→ **RECORDS**
——————————

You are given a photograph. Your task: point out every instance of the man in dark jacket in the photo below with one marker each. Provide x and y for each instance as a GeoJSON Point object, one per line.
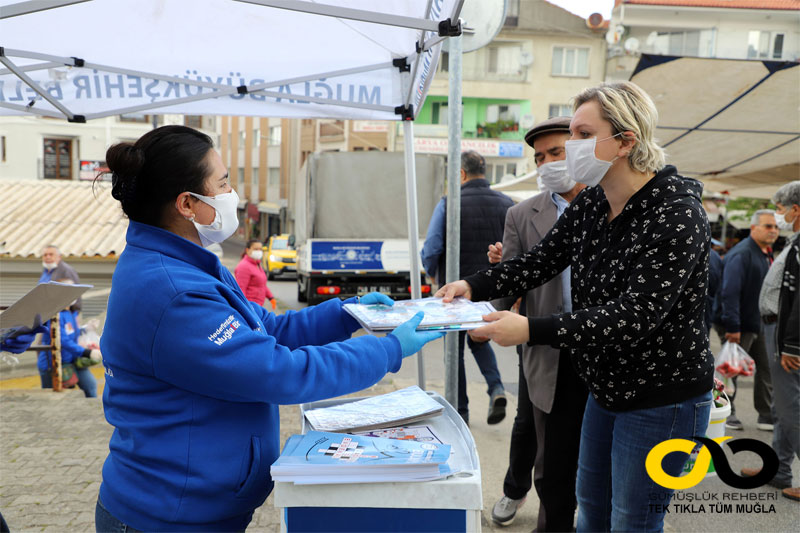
{"type": "Point", "coordinates": [483, 214]}
{"type": "Point", "coordinates": [738, 319]}
{"type": "Point", "coordinates": [778, 304]}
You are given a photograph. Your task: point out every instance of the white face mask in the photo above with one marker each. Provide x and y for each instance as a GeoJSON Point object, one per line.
{"type": "Point", "coordinates": [782, 223]}
{"type": "Point", "coordinates": [554, 177]}
{"type": "Point", "coordinates": [582, 165]}
{"type": "Point", "coordinates": [225, 221]}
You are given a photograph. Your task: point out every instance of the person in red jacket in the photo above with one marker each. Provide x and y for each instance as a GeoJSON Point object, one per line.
{"type": "Point", "coordinates": [251, 276]}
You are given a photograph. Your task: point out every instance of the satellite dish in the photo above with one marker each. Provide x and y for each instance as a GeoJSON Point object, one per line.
{"type": "Point", "coordinates": [594, 21]}
{"type": "Point", "coordinates": [481, 21]}
{"type": "Point", "coordinates": [632, 44]}
{"type": "Point", "coordinates": [615, 33]}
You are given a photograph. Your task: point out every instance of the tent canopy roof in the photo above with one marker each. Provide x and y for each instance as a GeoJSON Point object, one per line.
{"type": "Point", "coordinates": [734, 124]}
{"type": "Point", "coordinates": [289, 58]}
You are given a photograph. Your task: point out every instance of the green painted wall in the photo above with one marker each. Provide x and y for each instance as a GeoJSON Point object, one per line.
{"type": "Point", "coordinates": [474, 114]}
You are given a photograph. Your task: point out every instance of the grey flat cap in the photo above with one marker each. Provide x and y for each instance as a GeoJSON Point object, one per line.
{"type": "Point", "coordinates": [548, 126]}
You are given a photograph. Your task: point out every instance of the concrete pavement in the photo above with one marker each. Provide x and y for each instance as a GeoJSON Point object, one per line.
{"type": "Point", "coordinates": [53, 446]}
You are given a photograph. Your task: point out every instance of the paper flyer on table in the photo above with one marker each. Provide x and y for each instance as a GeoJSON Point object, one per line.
{"type": "Point", "coordinates": [396, 408]}
{"type": "Point", "coordinates": [460, 314]}
{"type": "Point", "coordinates": [324, 458]}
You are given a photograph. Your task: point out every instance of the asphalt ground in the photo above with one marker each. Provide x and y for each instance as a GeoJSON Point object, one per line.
{"type": "Point", "coordinates": [52, 447]}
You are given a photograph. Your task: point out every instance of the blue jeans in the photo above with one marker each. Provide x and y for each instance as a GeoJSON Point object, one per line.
{"type": "Point", "coordinates": [105, 522]}
{"type": "Point", "coordinates": [484, 356]}
{"type": "Point", "coordinates": [86, 381]}
{"type": "Point", "coordinates": [614, 491]}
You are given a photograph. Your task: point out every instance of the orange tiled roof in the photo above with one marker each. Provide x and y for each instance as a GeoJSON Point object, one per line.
{"type": "Point", "coordinates": [732, 4]}
{"type": "Point", "coordinates": [81, 221]}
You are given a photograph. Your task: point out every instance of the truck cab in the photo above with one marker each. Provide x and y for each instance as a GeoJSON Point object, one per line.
{"type": "Point", "coordinates": [280, 255]}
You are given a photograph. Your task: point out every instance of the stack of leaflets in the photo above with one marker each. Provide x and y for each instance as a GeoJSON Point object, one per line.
{"type": "Point", "coordinates": [396, 408]}
{"type": "Point", "coordinates": [39, 305]}
{"type": "Point", "coordinates": [323, 458]}
{"type": "Point", "coordinates": [460, 314]}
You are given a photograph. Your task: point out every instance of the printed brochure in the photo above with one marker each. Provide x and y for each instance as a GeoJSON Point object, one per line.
{"type": "Point", "coordinates": [460, 314]}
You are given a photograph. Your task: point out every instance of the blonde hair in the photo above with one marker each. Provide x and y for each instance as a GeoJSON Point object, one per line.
{"type": "Point", "coordinates": [628, 108]}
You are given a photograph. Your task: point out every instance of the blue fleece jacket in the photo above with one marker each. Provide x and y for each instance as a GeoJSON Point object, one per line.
{"type": "Point", "coordinates": [194, 377]}
{"type": "Point", "coordinates": [70, 349]}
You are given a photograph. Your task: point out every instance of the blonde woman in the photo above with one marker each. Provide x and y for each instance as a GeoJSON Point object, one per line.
{"type": "Point", "coordinates": [637, 241]}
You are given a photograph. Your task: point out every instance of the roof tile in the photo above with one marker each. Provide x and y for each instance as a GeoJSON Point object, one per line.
{"type": "Point", "coordinates": [82, 222]}
{"type": "Point", "coordinates": [731, 4]}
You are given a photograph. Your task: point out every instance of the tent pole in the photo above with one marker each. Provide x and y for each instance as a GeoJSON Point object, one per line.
{"type": "Point", "coordinates": [453, 239]}
{"type": "Point", "coordinates": [349, 13]}
{"type": "Point", "coordinates": [33, 6]}
{"type": "Point", "coordinates": [413, 229]}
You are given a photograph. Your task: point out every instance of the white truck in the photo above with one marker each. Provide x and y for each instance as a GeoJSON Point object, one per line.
{"type": "Point", "coordinates": [350, 223]}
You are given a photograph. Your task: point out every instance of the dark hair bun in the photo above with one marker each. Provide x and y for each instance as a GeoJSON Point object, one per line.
{"type": "Point", "coordinates": [125, 161]}
{"type": "Point", "coordinates": [148, 175]}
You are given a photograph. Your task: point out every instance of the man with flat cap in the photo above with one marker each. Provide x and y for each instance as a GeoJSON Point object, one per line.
{"type": "Point", "coordinates": [547, 428]}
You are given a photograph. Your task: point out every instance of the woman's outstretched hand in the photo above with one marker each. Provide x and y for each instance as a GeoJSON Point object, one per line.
{"type": "Point", "coordinates": [411, 340]}
{"type": "Point", "coordinates": [453, 290]}
{"type": "Point", "coordinates": [506, 328]}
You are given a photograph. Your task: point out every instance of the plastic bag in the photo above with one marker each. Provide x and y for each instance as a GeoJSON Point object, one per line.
{"type": "Point", "coordinates": [89, 338]}
{"type": "Point", "coordinates": [733, 361]}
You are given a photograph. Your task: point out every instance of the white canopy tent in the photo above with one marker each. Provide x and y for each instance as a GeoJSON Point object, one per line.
{"type": "Point", "coordinates": [734, 124]}
{"type": "Point", "coordinates": [349, 59]}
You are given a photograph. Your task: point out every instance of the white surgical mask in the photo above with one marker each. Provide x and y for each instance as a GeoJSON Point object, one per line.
{"type": "Point", "coordinates": [782, 223]}
{"type": "Point", "coordinates": [583, 166]}
{"type": "Point", "coordinates": [225, 221]}
{"type": "Point", "coordinates": [554, 177]}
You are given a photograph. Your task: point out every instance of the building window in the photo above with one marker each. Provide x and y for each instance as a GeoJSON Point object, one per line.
{"type": "Point", "coordinates": [503, 60]}
{"type": "Point", "coordinates": [439, 113]}
{"type": "Point", "coordinates": [58, 159]}
{"type": "Point", "coordinates": [560, 110]}
{"type": "Point", "coordinates": [135, 117]}
{"type": "Point", "coordinates": [274, 135]}
{"type": "Point", "coordinates": [764, 45]}
{"type": "Point", "coordinates": [193, 121]}
{"type": "Point", "coordinates": [570, 61]}
{"type": "Point", "coordinates": [505, 112]}
{"type": "Point", "coordinates": [512, 13]}
{"type": "Point", "coordinates": [331, 128]}
{"type": "Point", "coordinates": [777, 47]}
{"type": "Point", "coordinates": [274, 175]}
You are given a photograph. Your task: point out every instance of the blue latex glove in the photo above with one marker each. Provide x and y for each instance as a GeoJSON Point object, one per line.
{"type": "Point", "coordinates": [22, 341]}
{"type": "Point", "coordinates": [376, 298]}
{"type": "Point", "coordinates": [411, 340]}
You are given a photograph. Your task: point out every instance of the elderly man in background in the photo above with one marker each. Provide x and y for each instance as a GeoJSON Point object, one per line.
{"type": "Point", "coordinates": [547, 428]}
{"type": "Point", "coordinates": [54, 267]}
{"type": "Point", "coordinates": [738, 319]}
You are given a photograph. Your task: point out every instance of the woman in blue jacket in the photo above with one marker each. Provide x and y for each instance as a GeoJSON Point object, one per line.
{"type": "Point", "coordinates": [195, 372]}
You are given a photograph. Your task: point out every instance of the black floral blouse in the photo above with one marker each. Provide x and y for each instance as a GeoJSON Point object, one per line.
{"type": "Point", "coordinates": [636, 333]}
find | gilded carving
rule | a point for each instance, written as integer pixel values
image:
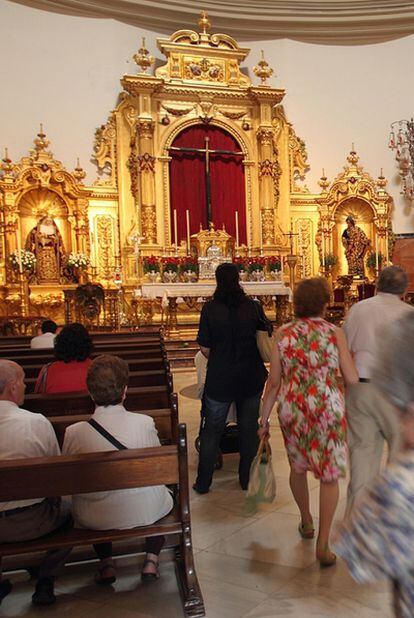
(268, 226)
(265, 136)
(149, 224)
(299, 160)
(146, 163)
(105, 235)
(145, 128)
(104, 150)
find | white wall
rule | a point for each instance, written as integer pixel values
(65, 71)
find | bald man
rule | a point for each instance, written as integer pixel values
(25, 434)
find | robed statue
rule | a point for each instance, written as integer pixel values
(355, 242)
(46, 242)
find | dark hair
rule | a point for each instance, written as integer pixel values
(228, 290)
(48, 326)
(107, 378)
(73, 343)
(310, 297)
(393, 280)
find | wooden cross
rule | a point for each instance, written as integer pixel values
(208, 152)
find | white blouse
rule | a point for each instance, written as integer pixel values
(119, 509)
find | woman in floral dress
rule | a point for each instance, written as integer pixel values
(303, 376)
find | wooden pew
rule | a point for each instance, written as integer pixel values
(106, 471)
(157, 377)
(149, 363)
(165, 419)
(62, 404)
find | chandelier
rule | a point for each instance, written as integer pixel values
(402, 141)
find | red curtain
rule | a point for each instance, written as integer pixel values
(188, 183)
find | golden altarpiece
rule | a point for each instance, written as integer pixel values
(126, 215)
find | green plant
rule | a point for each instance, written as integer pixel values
(151, 264)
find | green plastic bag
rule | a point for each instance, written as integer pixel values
(262, 483)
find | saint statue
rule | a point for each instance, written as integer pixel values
(356, 244)
(46, 242)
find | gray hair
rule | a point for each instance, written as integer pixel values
(9, 371)
(393, 280)
(393, 373)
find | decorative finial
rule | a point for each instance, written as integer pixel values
(204, 23)
(263, 70)
(6, 165)
(41, 142)
(323, 181)
(352, 158)
(143, 58)
(79, 172)
(381, 181)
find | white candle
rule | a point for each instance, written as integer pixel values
(261, 234)
(187, 218)
(386, 246)
(175, 229)
(19, 249)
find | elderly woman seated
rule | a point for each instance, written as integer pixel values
(73, 348)
(111, 428)
(377, 541)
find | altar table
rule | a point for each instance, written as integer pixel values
(191, 293)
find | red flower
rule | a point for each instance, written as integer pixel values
(312, 390)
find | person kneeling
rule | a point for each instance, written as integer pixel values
(113, 427)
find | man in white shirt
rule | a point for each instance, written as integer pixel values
(24, 434)
(47, 337)
(107, 384)
(371, 418)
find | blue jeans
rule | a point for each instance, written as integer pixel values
(214, 423)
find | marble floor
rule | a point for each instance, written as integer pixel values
(248, 566)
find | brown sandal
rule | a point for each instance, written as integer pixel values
(149, 577)
(109, 578)
(306, 531)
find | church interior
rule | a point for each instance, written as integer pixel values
(144, 144)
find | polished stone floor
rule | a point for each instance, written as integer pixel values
(250, 567)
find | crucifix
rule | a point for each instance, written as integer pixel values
(208, 152)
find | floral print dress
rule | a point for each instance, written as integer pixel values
(312, 408)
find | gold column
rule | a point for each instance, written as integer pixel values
(269, 172)
(145, 161)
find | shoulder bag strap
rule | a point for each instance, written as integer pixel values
(108, 436)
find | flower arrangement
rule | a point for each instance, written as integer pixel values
(189, 264)
(274, 263)
(27, 259)
(151, 264)
(78, 260)
(330, 260)
(240, 262)
(170, 264)
(256, 263)
(372, 260)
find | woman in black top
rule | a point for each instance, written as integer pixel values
(235, 372)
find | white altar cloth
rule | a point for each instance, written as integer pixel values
(203, 290)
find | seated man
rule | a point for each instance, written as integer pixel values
(47, 338)
(113, 427)
(24, 434)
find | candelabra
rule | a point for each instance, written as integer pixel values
(402, 141)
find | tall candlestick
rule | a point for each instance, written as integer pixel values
(386, 246)
(261, 235)
(187, 218)
(175, 231)
(19, 250)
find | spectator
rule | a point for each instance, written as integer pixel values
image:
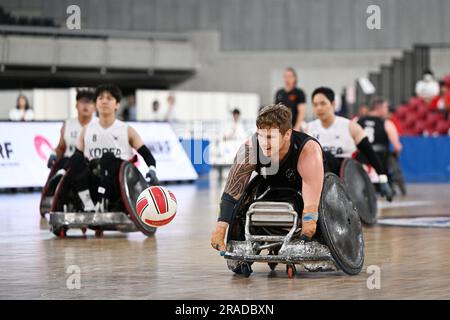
(363, 110)
(428, 87)
(22, 111)
(156, 111)
(171, 115)
(236, 132)
(342, 108)
(129, 112)
(293, 98)
(442, 101)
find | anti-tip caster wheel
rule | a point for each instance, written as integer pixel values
(291, 270)
(246, 270)
(60, 232)
(272, 265)
(98, 233)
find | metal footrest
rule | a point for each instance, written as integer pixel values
(274, 214)
(310, 256)
(94, 220)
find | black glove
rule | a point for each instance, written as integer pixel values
(385, 188)
(151, 175)
(51, 160)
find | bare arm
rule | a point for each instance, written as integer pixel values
(134, 138)
(80, 144)
(393, 136)
(310, 167)
(241, 170)
(357, 132)
(61, 147)
(300, 116)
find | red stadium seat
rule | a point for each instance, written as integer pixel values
(415, 102)
(409, 132)
(433, 118)
(442, 127)
(409, 120)
(401, 112)
(419, 127)
(422, 112)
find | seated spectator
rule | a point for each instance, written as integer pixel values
(428, 87)
(156, 114)
(171, 114)
(22, 111)
(237, 131)
(442, 101)
(129, 112)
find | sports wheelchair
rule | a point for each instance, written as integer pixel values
(66, 207)
(266, 229)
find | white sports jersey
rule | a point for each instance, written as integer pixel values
(335, 139)
(98, 141)
(72, 129)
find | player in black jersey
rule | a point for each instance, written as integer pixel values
(381, 132)
(284, 157)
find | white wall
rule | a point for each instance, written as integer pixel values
(197, 105)
(8, 100)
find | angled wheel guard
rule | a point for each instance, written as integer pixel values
(92, 220)
(309, 256)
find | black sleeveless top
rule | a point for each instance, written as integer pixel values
(287, 174)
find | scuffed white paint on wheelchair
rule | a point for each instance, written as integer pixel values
(308, 256)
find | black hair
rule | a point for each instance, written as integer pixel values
(292, 70)
(86, 94)
(376, 102)
(327, 92)
(428, 71)
(27, 104)
(111, 88)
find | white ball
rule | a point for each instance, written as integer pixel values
(156, 206)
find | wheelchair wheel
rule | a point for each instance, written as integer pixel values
(132, 183)
(65, 198)
(237, 228)
(47, 195)
(396, 175)
(340, 226)
(361, 190)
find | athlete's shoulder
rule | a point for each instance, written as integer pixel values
(312, 125)
(343, 120)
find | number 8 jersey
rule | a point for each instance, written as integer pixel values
(98, 140)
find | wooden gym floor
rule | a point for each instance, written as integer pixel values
(178, 262)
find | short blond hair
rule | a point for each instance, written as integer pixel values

——————————

→ **EXERCISE**
Your task is to copy each line of the material that contains the word "flower".

→ **EXERCISE SOLUTION**
find | red flower
find | flower arrangement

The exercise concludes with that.